(Object pointing dataset rows)
[BEGIN]

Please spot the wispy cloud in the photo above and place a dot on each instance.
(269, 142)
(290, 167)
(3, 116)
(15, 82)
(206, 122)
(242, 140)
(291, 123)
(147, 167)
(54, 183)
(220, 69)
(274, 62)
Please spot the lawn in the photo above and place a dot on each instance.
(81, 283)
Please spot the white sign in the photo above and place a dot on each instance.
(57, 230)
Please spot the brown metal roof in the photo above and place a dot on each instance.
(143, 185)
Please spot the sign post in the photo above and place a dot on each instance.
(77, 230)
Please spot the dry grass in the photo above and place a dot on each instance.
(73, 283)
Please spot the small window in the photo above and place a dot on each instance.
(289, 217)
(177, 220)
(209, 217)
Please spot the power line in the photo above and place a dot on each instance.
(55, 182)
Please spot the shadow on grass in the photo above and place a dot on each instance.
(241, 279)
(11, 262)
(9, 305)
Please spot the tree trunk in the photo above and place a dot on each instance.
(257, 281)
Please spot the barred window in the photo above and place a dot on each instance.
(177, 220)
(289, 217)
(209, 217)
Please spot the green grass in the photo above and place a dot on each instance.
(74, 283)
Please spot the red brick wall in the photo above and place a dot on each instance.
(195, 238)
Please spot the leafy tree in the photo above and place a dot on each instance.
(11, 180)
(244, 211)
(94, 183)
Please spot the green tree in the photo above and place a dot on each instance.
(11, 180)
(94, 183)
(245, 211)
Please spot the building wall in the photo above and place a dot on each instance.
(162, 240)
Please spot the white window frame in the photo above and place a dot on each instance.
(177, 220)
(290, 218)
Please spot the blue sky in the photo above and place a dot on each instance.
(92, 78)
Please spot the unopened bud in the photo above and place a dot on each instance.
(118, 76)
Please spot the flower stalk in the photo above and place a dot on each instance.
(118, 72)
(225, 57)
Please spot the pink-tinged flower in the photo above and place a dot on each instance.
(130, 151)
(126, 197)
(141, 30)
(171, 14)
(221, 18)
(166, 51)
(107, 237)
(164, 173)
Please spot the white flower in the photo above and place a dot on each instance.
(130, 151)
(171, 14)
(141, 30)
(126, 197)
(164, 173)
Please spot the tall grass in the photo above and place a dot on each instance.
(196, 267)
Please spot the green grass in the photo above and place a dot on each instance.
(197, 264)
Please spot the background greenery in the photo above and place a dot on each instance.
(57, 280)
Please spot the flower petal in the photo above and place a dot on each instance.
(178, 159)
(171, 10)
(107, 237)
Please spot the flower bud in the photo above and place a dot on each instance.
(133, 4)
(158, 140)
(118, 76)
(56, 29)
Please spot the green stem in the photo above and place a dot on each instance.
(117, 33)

[END]

Set exercise:
Rewrite the listing above, substituting "put a mark" for every occurrence of "place a dot" and leaving everything else unchanged.

Response:
Please spot the wispy cloud in the photo above and put a mark on each instance.
(269, 142)
(290, 167)
(3, 116)
(15, 82)
(206, 122)
(242, 140)
(291, 123)
(147, 167)
(54, 183)
(220, 69)
(274, 62)
Please spot the lawn in the photo above and put a mark on each instance.
(81, 283)
Please spot the white sign in the photo above and put a mark on each instance.
(57, 230)
Please spot the brown metal roof in the photo above and put a mark on each instance.
(143, 185)
Please spot the sign post in the photo above and put a mark on each instance.
(77, 230)
Please spot the dry grass in the photo above and put a mark on each instance.
(73, 283)
Please spot the small window in the photo above and put a mark on each instance.
(289, 217)
(177, 220)
(209, 217)
Please spot the power line in the photo above and put a mark on each instance.
(55, 182)
Please spot the shadow on grass in the photo above and put a mark on each instance.
(241, 279)
(11, 262)
(9, 305)
Please spot the tree trunk in the photo above and put a mark on each instance.
(257, 281)
Please spot the barred window in the photo above and put a mark on each instance.
(177, 220)
(289, 217)
(209, 217)
Please spot the green grass in the photo above and put a mark on each instance.
(74, 283)
Please spot the red brick wall in the photo above and put a mark on each instance.
(195, 238)
Please spot the leafy tree in the photo above and put a mark on each instance.
(11, 180)
(244, 211)
(94, 183)
Please spot the green tree in the photo above and put a mark on each instance.
(11, 180)
(94, 183)
(245, 211)
Please spot the building wall in the photo above and put a mark on each instance.
(162, 240)
Please spot the white window frame in the photo above and put a mark on each instance.
(177, 220)
(290, 218)
Please spot the blue sky in the photo above and put a mark on each instance.
(92, 78)
Please spot the unopened bud in the photo above and put a mark on each instance.
(118, 76)
Please spot the flower stalk in the photo above and put a mark on each instance.
(118, 72)
(225, 57)
Please spot the pink-tinged flower in the photo above and put a mark on each instance.
(130, 151)
(126, 197)
(141, 30)
(171, 14)
(221, 18)
(166, 51)
(107, 237)
(164, 173)
Please spot the white flower in the photo above and put a mark on each instance.
(130, 151)
(171, 14)
(141, 30)
(126, 197)
(164, 173)
Please spot the tall grass in the photo above and put a mark on each instance.
(196, 267)
Please spot the green grass in the photo above and put a mark on each instance.
(197, 264)
Please spot the background greenery in the photo above and put a mark on each instance.
(57, 280)
Please spot the flower petal in the photo above and put a mark on each instance.
(178, 159)
(171, 10)
(107, 237)
Please spot the flower bud in the photo above and put a mark on each instance.
(133, 4)
(158, 140)
(118, 76)
(56, 29)
Please spot the green stem in the photo above and put a mark on each instance.
(117, 33)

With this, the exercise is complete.